EXERCISE:
Return only this: the line with "Kindly place a point on the overhanging" and all the lines that follow it below, through the final one, exactly as they are.

PROVIDED INFORMATION:
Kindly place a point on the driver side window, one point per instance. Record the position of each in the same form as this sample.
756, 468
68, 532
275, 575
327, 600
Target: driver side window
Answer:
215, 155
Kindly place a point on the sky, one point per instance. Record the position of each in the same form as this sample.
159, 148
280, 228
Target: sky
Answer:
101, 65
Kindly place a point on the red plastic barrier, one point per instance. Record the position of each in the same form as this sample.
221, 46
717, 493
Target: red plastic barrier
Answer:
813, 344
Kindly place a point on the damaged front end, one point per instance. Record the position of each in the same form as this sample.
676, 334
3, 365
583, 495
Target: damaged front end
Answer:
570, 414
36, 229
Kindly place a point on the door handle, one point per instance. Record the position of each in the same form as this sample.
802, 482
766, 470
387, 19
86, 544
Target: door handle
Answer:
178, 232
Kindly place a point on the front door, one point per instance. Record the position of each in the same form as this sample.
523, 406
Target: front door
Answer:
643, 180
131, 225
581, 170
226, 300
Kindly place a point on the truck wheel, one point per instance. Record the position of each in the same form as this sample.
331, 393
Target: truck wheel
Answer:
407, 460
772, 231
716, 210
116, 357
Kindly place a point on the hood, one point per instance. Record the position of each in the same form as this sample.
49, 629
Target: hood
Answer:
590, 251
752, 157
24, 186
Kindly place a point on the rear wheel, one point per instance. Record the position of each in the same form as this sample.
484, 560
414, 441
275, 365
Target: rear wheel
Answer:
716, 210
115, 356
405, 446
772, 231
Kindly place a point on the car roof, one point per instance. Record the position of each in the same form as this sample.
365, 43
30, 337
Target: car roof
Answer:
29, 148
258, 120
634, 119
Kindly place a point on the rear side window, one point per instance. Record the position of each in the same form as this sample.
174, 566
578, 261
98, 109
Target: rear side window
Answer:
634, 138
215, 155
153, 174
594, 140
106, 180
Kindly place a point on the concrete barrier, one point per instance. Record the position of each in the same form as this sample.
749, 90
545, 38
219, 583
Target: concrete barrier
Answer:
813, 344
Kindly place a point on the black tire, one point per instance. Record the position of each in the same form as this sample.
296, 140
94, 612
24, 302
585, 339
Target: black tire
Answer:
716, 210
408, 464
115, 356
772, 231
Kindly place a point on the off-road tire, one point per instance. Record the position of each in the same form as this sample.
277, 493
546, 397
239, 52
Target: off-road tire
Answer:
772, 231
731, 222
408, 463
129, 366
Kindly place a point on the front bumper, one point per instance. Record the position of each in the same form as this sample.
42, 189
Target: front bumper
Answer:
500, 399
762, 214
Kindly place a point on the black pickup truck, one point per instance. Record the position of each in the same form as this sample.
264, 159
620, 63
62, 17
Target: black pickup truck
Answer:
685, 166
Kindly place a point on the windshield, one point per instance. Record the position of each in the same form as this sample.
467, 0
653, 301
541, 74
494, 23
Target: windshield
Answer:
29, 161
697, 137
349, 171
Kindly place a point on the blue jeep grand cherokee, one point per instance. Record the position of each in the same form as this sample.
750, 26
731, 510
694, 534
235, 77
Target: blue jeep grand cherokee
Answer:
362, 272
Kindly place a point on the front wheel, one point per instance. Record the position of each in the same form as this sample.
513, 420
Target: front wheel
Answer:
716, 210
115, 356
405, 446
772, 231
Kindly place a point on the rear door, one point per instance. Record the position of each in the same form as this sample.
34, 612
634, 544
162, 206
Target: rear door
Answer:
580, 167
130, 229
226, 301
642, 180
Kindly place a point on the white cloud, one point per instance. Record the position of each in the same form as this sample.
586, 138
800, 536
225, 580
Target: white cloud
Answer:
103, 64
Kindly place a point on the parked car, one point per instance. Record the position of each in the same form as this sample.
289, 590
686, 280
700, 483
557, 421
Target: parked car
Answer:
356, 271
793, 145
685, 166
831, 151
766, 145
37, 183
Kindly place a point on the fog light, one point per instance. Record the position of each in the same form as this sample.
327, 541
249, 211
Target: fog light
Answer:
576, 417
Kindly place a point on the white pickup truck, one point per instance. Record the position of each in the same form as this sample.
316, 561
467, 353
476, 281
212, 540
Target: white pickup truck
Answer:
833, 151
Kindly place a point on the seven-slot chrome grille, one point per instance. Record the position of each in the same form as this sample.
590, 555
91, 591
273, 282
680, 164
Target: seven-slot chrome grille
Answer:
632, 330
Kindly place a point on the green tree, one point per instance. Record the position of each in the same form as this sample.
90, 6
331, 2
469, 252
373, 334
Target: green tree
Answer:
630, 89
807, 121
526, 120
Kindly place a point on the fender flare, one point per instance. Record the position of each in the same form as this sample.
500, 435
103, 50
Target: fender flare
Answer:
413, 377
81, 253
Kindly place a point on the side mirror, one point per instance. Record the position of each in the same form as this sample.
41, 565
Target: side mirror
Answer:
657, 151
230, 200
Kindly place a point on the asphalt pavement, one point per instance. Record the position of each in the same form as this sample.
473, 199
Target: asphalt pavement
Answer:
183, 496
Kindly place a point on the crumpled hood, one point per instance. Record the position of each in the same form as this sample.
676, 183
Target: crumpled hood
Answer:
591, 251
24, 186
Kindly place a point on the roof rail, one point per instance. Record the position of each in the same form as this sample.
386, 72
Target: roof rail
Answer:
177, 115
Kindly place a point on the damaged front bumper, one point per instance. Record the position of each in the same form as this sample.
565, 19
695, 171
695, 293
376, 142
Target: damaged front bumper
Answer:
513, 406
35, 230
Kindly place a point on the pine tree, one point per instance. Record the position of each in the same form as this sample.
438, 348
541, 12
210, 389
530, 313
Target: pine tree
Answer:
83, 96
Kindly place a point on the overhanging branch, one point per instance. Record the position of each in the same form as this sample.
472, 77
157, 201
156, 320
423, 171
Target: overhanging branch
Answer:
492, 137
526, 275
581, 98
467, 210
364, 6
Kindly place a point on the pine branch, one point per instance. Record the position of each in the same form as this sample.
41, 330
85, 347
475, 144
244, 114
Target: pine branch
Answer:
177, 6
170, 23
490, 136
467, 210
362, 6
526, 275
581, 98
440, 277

WRITTEN SOLUTION:
Kindly place a point on the overhanging branch, one point per instance. Record the position of each in the same form as this sample.
472, 77
157, 201
156, 320
423, 171
Target: overhanging branch
Answer:
492, 137
526, 275
581, 98
467, 210
364, 6
Kindly place a point on the pine branch, one point per instance. Record the position of each in the same form as this sample.
41, 330
85, 347
475, 144
244, 114
Target: pine branch
Answer:
177, 6
170, 23
490, 136
467, 210
362, 6
526, 275
581, 98
440, 277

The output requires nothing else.